[GIVEN REQUEST] Display each line of the data below that contains the string "tile". Case counts.

[RECORDS FOR PROCESSING]
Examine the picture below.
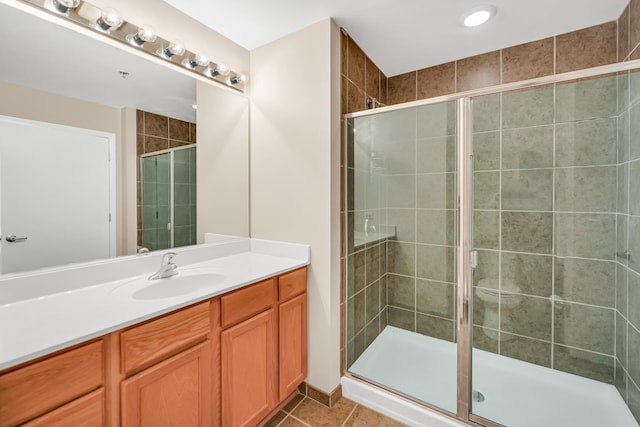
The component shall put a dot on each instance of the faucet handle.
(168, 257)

* * *

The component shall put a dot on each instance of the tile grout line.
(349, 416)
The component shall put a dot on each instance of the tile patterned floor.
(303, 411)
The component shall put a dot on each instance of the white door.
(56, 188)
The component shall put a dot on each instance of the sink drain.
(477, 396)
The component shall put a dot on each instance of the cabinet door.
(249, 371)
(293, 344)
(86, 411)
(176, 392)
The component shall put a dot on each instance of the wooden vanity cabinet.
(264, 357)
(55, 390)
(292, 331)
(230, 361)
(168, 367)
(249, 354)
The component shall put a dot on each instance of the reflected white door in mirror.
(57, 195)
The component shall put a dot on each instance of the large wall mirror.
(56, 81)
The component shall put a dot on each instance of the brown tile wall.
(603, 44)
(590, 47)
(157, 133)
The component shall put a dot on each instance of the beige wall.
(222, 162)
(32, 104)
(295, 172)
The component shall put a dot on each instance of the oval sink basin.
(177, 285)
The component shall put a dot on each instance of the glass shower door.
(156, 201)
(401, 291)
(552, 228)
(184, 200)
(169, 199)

[TASK RESULT]
The component shall put a dot on each instance of the tile grout line.
The component shall put a dot on each instance of the tile patterned floor.
The component shall put a dot on each instance of the brown tile wall.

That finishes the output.